STATED PROBLEM —
Can you extract the entire blind source separation passage, word for word?

EXTRACT TO READ —
------------------------------

The aim of BSS is to obtain separated signals yk from the observed signals xj by estimating a separation system (W) 703 without any prior knowledge of the source signals si or impulse responses hji.
Since convolutional mixing problems are complicated to address and the assumption of sparsity holds better in the time-frequency domain, an effective way of addressing the above problem involves first applying a short-time discrete Fourier transform (DFT) to the abovementioned Formula (1) to transform the signal into the time-frequency domain. In the time-frequency domain, the abovementioned Formula (1) becomesX(f,m)=H(f)S(f,m)where f is the frequency, and m represents the timing of the DFT frames. H(f) is an (M×N) matrix whose ji element is the frequency response Hji(f) from signal source i to sensor j, and is referred to as the mixing matrix. Also, S(f,m)=[S1(f,m), . . . , SN(f,m)]T and X(f,m)=[X1(f,m), . . . , XM(f,m)] are the DFT results obtained for the source signals and observed signals, respectively. Here, the notation [α]T denotes the transposed matrix of α. Furthermore, S(f,m) and X(f,m) are vectors.
Hereafter, explanations are given in the time-frequency domain.
Model of the Separation Process
The separation process is modeled as follows.

------------------------------

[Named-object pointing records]
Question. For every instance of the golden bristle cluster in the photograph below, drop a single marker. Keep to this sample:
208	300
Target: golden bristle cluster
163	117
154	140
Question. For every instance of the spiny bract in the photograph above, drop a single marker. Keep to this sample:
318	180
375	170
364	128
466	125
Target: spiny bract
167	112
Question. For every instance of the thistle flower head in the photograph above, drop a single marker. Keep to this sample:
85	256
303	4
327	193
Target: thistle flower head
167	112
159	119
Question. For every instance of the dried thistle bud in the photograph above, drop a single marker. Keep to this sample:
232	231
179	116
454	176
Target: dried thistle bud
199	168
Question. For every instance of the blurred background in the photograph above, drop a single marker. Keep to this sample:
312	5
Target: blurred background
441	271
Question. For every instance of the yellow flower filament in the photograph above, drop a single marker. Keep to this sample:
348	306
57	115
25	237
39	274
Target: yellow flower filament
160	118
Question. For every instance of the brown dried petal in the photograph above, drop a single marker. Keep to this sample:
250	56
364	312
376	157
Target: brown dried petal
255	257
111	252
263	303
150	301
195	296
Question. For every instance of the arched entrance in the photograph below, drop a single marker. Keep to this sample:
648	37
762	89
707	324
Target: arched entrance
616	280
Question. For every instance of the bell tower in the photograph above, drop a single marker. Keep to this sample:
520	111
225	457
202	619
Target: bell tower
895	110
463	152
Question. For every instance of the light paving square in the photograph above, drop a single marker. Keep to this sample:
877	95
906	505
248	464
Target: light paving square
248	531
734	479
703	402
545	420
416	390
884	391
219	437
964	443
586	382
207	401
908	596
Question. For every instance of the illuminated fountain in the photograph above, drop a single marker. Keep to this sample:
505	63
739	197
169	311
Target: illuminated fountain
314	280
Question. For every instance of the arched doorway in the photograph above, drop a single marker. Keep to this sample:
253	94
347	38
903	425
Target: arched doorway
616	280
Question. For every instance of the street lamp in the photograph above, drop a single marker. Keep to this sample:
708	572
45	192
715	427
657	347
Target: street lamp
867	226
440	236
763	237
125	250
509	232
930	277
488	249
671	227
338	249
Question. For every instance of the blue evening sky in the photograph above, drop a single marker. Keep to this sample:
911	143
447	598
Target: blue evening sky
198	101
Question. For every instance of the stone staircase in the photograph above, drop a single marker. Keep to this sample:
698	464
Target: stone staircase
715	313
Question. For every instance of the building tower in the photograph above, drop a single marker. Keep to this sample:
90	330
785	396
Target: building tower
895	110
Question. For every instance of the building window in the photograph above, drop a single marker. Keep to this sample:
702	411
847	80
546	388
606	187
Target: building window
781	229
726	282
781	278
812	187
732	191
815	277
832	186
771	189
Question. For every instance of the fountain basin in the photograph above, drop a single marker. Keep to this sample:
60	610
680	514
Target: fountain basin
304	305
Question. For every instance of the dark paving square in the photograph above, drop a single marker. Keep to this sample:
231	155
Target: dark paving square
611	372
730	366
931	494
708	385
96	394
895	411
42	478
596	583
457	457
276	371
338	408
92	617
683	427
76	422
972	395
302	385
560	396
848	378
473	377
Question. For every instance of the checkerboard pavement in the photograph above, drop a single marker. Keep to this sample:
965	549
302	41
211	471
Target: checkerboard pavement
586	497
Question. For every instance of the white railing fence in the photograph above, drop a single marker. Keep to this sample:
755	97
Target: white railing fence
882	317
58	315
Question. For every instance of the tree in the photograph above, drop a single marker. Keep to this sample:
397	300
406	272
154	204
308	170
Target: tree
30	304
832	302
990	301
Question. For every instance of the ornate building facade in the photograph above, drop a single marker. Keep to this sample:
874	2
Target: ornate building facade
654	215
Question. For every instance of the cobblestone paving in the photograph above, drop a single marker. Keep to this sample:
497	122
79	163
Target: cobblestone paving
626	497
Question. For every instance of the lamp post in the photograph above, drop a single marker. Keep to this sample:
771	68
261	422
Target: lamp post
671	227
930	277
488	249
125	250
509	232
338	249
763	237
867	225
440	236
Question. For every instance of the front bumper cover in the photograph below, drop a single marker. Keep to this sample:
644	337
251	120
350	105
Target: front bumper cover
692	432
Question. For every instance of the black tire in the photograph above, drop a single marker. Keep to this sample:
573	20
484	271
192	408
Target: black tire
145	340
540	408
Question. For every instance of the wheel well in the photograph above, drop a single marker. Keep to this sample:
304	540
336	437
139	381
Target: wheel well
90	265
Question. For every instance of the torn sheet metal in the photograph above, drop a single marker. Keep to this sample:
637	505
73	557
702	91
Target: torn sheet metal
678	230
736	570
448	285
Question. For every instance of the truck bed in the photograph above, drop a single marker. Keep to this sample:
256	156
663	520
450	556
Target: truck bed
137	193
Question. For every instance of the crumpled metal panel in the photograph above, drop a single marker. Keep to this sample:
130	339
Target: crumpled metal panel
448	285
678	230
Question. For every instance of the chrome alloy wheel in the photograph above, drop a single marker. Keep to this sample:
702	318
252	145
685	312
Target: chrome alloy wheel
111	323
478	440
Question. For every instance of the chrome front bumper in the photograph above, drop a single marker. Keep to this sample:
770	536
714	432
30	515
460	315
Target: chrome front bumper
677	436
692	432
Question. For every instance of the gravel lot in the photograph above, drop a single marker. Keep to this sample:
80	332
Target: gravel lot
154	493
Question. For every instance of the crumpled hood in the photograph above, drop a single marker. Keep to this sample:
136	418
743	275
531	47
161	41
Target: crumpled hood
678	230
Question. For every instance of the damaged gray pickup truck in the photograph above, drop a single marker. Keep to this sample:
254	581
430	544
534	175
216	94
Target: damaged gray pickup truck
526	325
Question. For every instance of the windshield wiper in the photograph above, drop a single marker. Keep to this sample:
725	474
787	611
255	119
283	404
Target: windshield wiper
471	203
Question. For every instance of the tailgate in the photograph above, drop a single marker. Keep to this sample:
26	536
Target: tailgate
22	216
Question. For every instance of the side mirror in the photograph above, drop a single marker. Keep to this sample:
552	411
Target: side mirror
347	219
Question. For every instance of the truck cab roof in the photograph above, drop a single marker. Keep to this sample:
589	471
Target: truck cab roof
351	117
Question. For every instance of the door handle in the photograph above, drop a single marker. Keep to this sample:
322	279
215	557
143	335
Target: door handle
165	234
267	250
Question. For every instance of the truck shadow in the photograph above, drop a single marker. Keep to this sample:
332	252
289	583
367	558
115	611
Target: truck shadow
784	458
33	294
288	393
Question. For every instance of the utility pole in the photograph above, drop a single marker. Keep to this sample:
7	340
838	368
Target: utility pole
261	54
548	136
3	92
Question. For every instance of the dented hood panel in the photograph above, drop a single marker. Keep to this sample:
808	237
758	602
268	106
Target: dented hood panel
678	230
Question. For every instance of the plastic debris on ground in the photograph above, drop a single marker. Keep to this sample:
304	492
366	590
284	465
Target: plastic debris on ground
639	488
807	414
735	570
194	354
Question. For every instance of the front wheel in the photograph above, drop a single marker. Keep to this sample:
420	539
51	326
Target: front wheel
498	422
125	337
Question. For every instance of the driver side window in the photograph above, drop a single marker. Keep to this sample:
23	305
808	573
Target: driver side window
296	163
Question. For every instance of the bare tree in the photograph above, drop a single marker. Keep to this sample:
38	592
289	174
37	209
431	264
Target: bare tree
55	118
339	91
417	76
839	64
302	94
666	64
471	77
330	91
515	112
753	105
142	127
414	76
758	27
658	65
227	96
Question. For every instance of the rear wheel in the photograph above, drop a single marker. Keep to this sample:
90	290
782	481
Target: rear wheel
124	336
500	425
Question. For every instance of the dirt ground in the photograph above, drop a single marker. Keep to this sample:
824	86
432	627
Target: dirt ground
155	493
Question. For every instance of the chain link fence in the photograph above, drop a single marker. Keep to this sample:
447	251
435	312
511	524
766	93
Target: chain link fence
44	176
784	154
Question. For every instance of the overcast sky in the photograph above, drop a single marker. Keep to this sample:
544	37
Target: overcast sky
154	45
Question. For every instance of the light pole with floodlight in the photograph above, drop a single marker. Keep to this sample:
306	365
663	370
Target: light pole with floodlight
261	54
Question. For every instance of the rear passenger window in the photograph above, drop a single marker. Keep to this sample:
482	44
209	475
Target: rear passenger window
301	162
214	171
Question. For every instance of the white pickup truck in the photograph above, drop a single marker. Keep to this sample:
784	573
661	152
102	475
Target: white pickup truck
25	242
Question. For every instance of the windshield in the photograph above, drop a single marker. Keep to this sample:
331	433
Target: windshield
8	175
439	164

------------------------------

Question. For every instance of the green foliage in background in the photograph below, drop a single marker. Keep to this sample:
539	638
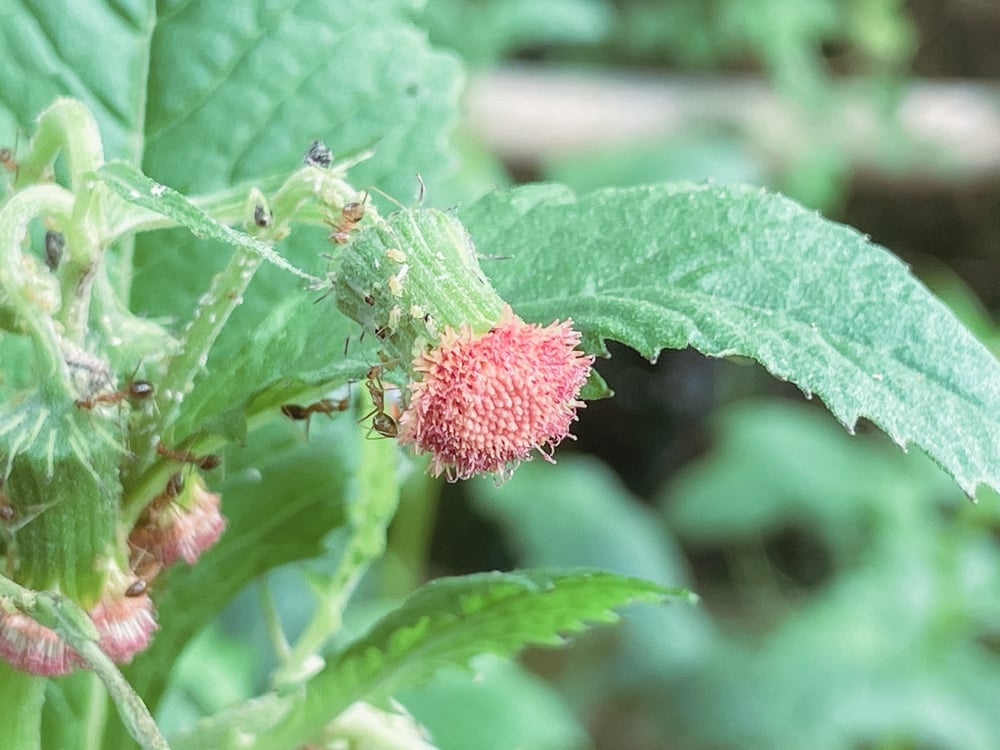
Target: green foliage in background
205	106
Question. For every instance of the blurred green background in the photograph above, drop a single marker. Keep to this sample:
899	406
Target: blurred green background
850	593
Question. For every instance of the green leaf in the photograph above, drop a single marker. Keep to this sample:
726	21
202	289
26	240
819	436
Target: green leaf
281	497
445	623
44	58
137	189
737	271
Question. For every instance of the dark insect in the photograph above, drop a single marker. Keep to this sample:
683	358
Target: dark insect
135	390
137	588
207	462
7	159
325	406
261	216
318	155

------------------------------

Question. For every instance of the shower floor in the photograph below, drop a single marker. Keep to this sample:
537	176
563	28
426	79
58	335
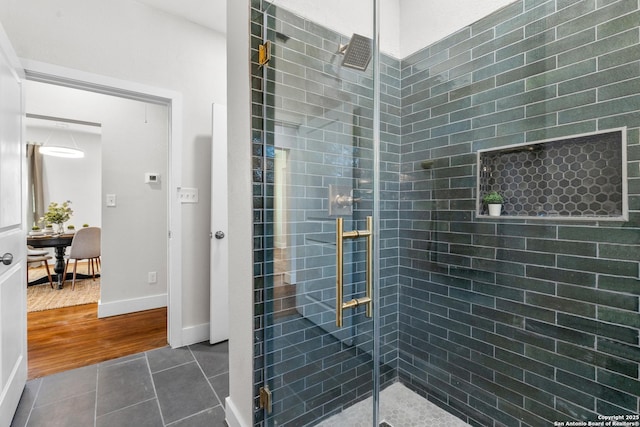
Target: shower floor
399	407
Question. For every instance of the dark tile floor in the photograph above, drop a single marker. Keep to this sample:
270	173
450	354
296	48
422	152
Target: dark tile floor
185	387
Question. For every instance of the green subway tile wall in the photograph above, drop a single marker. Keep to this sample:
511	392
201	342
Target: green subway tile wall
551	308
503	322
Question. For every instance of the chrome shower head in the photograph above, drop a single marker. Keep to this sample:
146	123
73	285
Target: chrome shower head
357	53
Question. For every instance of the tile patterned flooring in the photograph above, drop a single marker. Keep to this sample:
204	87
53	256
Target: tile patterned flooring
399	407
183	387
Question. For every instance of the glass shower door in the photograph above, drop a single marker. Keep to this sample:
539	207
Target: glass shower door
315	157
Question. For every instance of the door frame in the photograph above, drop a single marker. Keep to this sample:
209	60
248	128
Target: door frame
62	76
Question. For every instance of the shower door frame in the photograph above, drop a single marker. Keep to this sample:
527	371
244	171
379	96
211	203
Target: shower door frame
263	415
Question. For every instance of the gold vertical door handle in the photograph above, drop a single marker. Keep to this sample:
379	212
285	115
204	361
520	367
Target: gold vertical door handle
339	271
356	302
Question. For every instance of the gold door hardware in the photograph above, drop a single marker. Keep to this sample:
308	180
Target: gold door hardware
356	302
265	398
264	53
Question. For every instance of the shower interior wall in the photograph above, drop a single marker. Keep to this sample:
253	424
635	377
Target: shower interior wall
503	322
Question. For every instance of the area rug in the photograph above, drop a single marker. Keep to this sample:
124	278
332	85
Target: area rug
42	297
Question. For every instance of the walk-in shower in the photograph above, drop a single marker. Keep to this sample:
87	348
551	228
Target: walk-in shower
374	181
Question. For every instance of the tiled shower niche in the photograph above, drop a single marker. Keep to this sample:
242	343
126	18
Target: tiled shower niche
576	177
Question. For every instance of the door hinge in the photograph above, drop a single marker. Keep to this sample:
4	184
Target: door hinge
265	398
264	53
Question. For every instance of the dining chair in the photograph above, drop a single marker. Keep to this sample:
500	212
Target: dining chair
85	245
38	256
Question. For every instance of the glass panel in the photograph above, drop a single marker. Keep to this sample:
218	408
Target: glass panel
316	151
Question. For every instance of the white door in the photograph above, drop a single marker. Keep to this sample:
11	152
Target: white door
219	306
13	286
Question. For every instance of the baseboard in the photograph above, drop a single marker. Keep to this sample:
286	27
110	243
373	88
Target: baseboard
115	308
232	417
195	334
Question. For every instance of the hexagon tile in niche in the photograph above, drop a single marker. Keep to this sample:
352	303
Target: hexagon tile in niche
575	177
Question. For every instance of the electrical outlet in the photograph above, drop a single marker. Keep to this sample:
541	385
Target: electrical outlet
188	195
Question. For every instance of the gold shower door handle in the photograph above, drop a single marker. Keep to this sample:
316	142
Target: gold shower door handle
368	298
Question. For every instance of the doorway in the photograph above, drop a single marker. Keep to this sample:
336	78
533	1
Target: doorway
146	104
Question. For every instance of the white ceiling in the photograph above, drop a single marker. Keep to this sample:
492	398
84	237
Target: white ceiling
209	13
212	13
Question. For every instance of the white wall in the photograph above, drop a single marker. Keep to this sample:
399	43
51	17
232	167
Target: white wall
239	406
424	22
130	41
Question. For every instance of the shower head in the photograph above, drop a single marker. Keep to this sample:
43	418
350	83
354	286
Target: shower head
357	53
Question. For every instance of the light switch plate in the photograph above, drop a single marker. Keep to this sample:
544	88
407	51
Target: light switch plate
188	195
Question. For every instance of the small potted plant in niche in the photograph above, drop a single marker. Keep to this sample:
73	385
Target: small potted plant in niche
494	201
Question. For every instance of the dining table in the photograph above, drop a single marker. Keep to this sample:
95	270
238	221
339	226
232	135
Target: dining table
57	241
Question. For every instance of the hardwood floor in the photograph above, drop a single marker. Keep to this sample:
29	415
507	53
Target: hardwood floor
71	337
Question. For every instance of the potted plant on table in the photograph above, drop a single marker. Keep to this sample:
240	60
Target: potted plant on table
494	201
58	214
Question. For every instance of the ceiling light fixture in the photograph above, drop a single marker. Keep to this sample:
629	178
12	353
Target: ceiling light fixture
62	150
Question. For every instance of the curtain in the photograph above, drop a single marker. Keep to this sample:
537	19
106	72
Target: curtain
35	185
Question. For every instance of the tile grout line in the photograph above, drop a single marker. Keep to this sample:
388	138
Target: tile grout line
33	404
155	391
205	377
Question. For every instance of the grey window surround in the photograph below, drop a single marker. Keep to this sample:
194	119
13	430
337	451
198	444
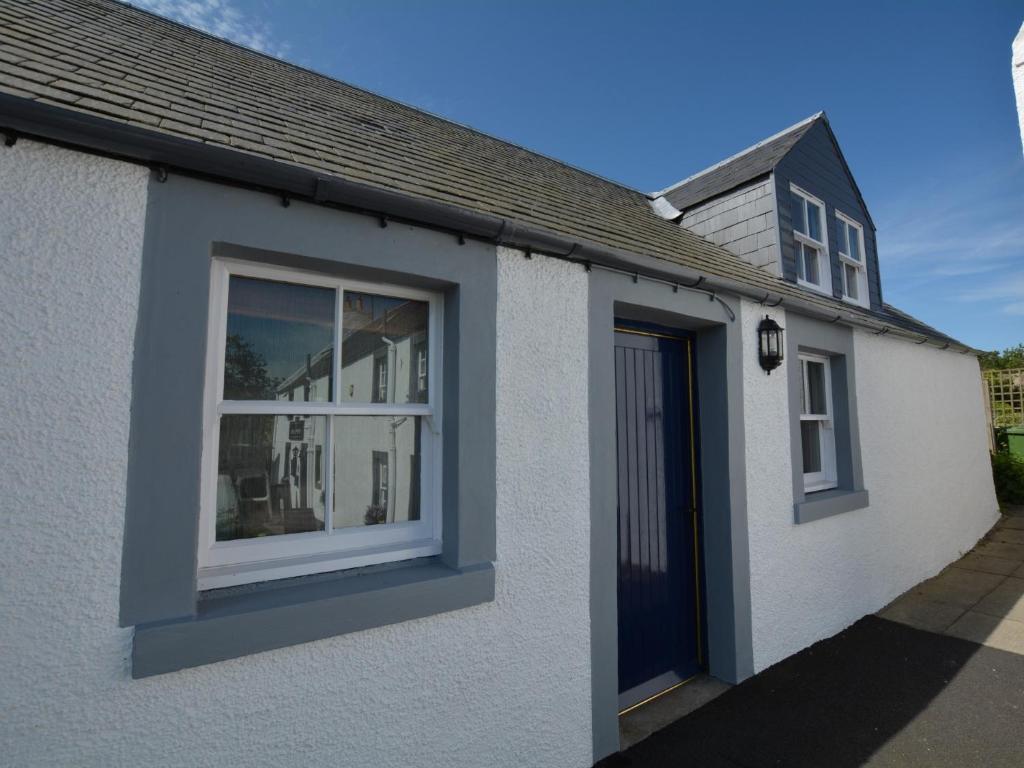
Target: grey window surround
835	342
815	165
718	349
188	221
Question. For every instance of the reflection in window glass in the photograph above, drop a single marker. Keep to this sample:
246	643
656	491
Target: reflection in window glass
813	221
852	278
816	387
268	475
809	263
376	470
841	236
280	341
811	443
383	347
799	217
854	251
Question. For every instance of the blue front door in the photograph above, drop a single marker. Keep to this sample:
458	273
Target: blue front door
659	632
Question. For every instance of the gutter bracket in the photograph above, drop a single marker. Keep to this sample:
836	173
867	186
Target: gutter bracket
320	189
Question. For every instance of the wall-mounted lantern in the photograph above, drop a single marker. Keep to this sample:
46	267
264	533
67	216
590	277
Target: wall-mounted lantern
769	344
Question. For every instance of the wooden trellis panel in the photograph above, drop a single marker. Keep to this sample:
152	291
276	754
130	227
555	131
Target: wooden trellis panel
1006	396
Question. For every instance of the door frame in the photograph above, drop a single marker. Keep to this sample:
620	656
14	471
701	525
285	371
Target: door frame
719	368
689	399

------------------------------

OUTPUT FOR THIS EXERCISE —
The aim of BSS is to obtain separated signals yk from the observed signals xj by estimating a separation system (W) 703 without any prior knowledge of the source signals si or impulse responses hji.
Since convolutional mixing problems are complicated to address and the assumption of sparsity holds better in the time-frequency domain, an effective way of addressing the above problem involves first applying a short-time discrete Fourier transform (DFT) to the abovementioned Formula (1) to transform the signal into the time-frequency domain. In the time-frequency domain, the abovementioned Formula (1) becomesX(f,m)=H(f)S(f,m)where f is the frequency, and m represents the timing of the DFT frames. H(f) is an (M×N) matrix whose ji element is the frequency response Hji(f) from signal source i to sensor j, and is referred to as the mixing matrix. Also, S(f,m)=[S1(f,m), . . . , SN(f,m)]T and X(f,m)=[X1(f,m), . . . , XM(f,m)] are the DFT results obtained for the source signals and observed signals, respectively. Here, the notation [α]T denotes the transposed matrix of α. Furthermore, S(f,m) and X(f,m) are vectors.
Hereafter, explanations are given in the time-frequency domain.
Model of the Separation Process
The separation process is modeled as follows.